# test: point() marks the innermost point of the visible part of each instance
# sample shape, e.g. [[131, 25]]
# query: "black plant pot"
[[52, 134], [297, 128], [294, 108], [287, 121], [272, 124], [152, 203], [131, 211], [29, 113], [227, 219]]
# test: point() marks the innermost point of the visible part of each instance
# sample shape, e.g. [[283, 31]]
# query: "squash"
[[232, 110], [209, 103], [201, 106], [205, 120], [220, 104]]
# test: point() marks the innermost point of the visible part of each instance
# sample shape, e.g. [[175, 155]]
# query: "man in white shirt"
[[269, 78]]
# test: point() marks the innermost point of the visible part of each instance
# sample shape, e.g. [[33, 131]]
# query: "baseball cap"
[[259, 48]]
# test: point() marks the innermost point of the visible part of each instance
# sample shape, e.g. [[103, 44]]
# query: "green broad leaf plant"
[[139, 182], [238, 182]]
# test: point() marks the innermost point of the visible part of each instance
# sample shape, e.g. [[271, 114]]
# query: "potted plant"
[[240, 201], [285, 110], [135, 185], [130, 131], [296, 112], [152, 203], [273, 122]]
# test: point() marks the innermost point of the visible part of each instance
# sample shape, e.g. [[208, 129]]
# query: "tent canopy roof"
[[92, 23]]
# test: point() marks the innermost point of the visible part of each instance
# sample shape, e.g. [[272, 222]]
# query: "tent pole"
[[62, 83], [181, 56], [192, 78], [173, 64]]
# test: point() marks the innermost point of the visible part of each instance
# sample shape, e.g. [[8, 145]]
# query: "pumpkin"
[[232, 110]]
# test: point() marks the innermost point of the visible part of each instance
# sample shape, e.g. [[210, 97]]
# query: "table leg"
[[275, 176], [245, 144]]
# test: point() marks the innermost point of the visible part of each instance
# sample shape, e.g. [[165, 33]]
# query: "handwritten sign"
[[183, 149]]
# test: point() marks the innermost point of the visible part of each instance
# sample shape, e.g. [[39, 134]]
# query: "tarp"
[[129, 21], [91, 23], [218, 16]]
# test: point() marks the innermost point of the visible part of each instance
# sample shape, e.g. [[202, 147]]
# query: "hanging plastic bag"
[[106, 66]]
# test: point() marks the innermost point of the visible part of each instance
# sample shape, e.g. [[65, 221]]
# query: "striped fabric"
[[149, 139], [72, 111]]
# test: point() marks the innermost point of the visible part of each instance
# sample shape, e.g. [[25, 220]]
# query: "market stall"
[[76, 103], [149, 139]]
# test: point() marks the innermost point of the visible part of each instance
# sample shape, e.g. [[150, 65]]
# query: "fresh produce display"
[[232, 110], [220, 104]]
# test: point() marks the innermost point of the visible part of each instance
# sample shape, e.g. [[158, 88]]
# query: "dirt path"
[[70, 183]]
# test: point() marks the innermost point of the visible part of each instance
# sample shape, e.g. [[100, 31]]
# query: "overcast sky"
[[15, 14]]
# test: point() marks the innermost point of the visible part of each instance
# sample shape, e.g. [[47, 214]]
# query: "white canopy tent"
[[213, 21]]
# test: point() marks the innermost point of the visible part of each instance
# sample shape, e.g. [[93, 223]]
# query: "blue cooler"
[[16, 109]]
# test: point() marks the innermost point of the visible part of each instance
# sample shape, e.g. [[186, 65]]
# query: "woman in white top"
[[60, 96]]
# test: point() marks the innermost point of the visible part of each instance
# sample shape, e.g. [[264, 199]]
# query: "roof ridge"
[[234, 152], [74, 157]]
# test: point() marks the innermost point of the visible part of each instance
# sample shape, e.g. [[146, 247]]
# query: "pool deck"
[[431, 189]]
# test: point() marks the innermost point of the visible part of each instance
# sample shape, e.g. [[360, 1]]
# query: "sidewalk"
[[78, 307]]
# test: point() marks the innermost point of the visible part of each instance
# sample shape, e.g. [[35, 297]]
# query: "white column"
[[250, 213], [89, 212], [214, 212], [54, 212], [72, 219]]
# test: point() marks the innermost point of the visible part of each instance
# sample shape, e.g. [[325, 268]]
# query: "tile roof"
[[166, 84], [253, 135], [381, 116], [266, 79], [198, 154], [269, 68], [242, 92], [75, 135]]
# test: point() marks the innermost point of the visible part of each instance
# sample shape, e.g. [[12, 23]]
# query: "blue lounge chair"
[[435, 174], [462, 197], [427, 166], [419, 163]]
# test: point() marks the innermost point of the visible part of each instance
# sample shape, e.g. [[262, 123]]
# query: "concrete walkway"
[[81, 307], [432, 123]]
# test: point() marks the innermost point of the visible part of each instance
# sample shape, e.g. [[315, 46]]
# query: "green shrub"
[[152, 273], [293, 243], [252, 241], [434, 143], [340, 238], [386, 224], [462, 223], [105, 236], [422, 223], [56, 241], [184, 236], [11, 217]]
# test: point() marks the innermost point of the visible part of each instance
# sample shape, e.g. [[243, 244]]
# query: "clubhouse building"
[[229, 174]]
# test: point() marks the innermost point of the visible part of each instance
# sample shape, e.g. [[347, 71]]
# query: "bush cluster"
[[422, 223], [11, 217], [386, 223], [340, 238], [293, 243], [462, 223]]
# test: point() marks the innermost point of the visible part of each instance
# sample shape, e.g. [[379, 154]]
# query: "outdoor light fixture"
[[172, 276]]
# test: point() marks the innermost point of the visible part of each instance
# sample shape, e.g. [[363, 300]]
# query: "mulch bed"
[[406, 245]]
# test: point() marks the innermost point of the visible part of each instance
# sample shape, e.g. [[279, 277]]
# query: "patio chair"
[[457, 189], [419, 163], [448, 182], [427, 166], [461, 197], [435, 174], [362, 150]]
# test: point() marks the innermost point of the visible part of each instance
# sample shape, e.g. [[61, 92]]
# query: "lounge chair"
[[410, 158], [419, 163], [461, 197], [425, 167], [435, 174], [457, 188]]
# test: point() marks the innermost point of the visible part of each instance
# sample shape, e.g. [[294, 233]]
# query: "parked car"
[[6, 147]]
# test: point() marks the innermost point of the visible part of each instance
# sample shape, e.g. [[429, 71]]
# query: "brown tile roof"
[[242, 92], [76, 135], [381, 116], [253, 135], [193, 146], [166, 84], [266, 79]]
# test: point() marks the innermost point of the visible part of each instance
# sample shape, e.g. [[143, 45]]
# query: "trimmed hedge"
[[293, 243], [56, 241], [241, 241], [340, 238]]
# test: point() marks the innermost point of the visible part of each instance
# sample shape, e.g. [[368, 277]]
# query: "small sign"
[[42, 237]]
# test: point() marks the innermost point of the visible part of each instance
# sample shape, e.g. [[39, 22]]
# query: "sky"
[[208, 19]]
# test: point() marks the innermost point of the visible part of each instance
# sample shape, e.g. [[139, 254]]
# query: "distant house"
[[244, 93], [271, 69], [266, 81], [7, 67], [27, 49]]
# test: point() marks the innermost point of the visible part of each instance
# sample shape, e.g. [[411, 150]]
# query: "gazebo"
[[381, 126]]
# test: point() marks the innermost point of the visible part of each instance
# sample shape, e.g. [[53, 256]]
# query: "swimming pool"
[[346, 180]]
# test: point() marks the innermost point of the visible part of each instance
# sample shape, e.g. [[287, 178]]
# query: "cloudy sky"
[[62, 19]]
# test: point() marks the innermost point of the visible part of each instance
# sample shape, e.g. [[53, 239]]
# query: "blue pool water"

- **Exercise requirements**
Your answer should be the records themselves, returned word for word.

- **Answer below**
# test: point() marks the innermost point of the visible part of each instance
# sample shape, e.g. [[131, 25]]
# query: "black plant pot"
[[52, 134], [297, 128], [294, 108], [287, 121], [272, 124], [152, 203], [131, 211], [29, 113], [227, 219]]
# test: point() marks the innermost point of the visible part of each instance
# sample shape, e.g. [[283, 31]]
# query: "squash"
[[232, 110], [209, 103], [201, 106], [205, 120], [220, 104]]
# test: point() marks the innermost point of the visible part of each instance
# sample shape, e.g. [[175, 155]]
# query: "man in white shirt"
[[269, 78]]
# test: point() marks the innermost point of the visible part of each instance
# sample shape, e.g. [[33, 131]]
# query: "baseball cap"
[[259, 48]]
# test: point() marks the innermost point of the visible part of each instance
# sample shape, e.g. [[103, 44]]
# query: "green broad leaf plant"
[[139, 182], [238, 182]]
# test: point() marks the innermost point of the visible part of each instance
# sample shape, e.g. [[271, 114]]
# query: "potted plant"
[[240, 201], [285, 110], [135, 185], [130, 131], [296, 112], [152, 203], [273, 122]]
# test: point() marks the innermost point of the visible part of each instance
# sample shape, e.g. [[208, 129]]
# query: "tent canopy roof"
[[92, 23]]
# test: point() marks the innermost point of the visible part of each instance
# sample shape, e.g. [[272, 222]]
# query: "tent pole"
[[62, 83], [181, 56], [192, 78], [173, 64]]
# test: point() marks the innermost point of the visible part of each instance
# sample shape, e.g. [[8, 145]]
# query: "pumpkin"
[[232, 110]]
# test: point() marks the innermost point of the visible part of each instance
# sample shape, e.g. [[210, 97]]
# query: "table leg"
[[275, 176], [245, 144]]
# test: point() marks the innermost point of the visible part of each instance
# sample shape, e.g. [[165, 33]]
# query: "handwritten sign"
[[183, 149]]
# test: point() marks the innermost point of the visible part of each instance
# sample shape, e.g. [[39, 134]]
# query: "tarp"
[[129, 21], [91, 23], [218, 16]]
# test: point() marks the innermost point of the visible part of each instance
# sample shape, e.g. [[202, 147]]
# query: "hanging plastic bag"
[[106, 66]]
# test: point() marks the innermost point of the visible part of each instance
# sample shape, e.g. [[65, 221]]
# query: "striped fabric"
[[149, 139], [72, 111]]
# test: point() marks the innermost point of the visible part of each instance
# sample shape, e.g. [[25, 220]]
# query: "market stall"
[[76, 103], [149, 139]]
# test: point() marks the innermost point of the visible part of each instance
# sample shape, e.g. [[150, 65]]
# query: "fresh produce display"
[[232, 110], [220, 104]]
# test: point() marks the innermost point of the visible part of each instance
# sample shape, e.g. [[158, 88]]
# query: "dirt path"
[[70, 183]]
# test: point() marks the innermost point of the visible part of each instance
# sample shape, e.g. [[100, 31]]
# query: "overcast sky"
[[15, 14]]
# test: point() marks the innermost point of the visible part of each instance
# sample shape, e.g. [[47, 214]]
# query: "white canopy tent"
[[213, 21]]
# test: point() marks the innermost point of the visible part of each instance
# sample shape, e.g. [[93, 223]]
# query: "blue cooler"
[[16, 109]]
# test: point() marks the innermost point of the visible part of each instance
# sample shape, e.g. [[186, 65]]
# query: "woman in white top"
[[60, 96]]
# test: point() marks the innermost point of the visible part of each instance
# sample shape, e.g. [[264, 199]]
# query: "roof ridge"
[[234, 152], [74, 157]]
# test: point() marks the innermost point of the visible part of each instance
# sample shape, e.g. [[146, 247]]
# query: "pool deck"
[[431, 189]]
# test: point() marks the innermost point of the visible part of each instance
# sample shape, e.g. [[360, 1]]
# query: "sidewalk"
[[78, 307]]
# test: point() marks the innermost point of the visible part of each instance
# sample shape, e.g. [[35, 297]]
# query: "white column"
[[250, 213], [89, 212], [214, 212], [54, 212], [72, 219]]
# test: point() marks the innermost point of the visible part of each instance
# sample shape, e.g. [[325, 268]]
# query: "tile roof"
[[166, 84], [253, 135], [381, 116], [266, 79], [198, 154], [269, 68], [242, 92], [75, 135]]
# test: point() marks the innermost point of the visible part of each instance
# sample shape, e.g. [[12, 23]]
# query: "blue lounge chair"
[[435, 174], [462, 197], [427, 166], [419, 163]]
# test: point() marks the innermost point of the visible part of each instance
# sample shape, e.g. [[262, 123]]
# query: "concrete walkway"
[[81, 307], [432, 123]]
# test: point() marks the innermost point of the visible part of each instance
# sample shape, e.g. [[315, 46]]
# query: "green shrub"
[[152, 273], [293, 243], [252, 241], [434, 143], [340, 238], [386, 224], [462, 223], [105, 236], [422, 223], [56, 241], [184, 236], [11, 217]]
# test: point() marks the innermost point of the visible part of each instance
# sample shape, e.g. [[243, 244]]
# query: "clubhouse building"
[[229, 174]]
# test: point() marks the innermost point of the visible part of each instance
# sample shape, e.g. [[347, 71]]
# query: "bush cluster"
[[422, 223], [11, 217], [386, 223], [340, 238], [293, 243], [462, 223]]
# test: point() marks the innermost point of the visible part of each instance
# sample shape, e.g. [[379, 154]]
# query: "outdoor light fixture"
[[172, 276]]
# test: point() marks the innermost point of the visible part of each instance
# sample shape, e.g. [[363, 300]]
# query: "mulch bed"
[[406, 245]]
# test: point() marks the innermost point of the visible part of each instance
# sample shape, e.g. [[279, 277]]
# query: "patio chair"
[[457, 189], [419, 163], [448, 182], [427, 166], [461, 197], [435, 174], [362, 150]]
# test: point() marks the innermost point of the visible part of each instance
# sample shape, e.g. [[61, 92]]
# query: "lounge chair"
[[410, 158], [419, 163], [461, 197], [425, 167], [435, 174], [457, 188]]
# test: point() marks the innermost point of the visible part of each instance
# sample shape, e.g. [[294, 233]]
# query: "parked car"
[[6, 147]]
# test: point() marks the innermost point of the visible part of each instance
# sample shape, e.g. [[429, 71]]
# query: "brown tile roof"
[[242, 92], [76, 135], [381, 116], [253, 135], [193, 146], [166, 84], [266, 79]]
# test: point() marks the innermost point of the visible part of each instance
# sample shape, e.g. [[143, 45]]
# query: "trimmed hedge"
[[293, 243], [56, 241], [241, 241], [340, 238]]
# test: point() marks the innermost point of the visible part of each instance
# sample shape, e.g. [[368, 277]]
# query: "small sign"
[[42, 237]]
# test: point() marks the innermost point of the visible part of each instance
# sample shape, e.g. [[39, 22]]
# query: "sky"
[[208, 19]]
# test: point() marks the innermost point of the visible part of each instance
# sample shape, e.g. [[139, 254]]
# query: "distant house"
[[244, 93], [271, 69], [266, 81], [7, 67], [27, 49]]
# test: point() marks the innermost point of the visible part of each instance
# sample shape, e.g. [[411, 150]]
# query: "gazebo"
[[381, 126]]
# test: point() marks the innermost point of the visible part of each instance
# sample shape, e.g. [[53, 256]]
# query: "swimming pool"
[[346, 180]]
# test: point() marks the innermost point of the visible part of each instance
# sample shape, e.g. [[287, 178]]
# query: "cloudy sky"
[[62, 19]]
# test: point() marks the innermost point of the visible part of each instance
# sample shape, e.g. [[53, 239]]
# query: "blue pool water"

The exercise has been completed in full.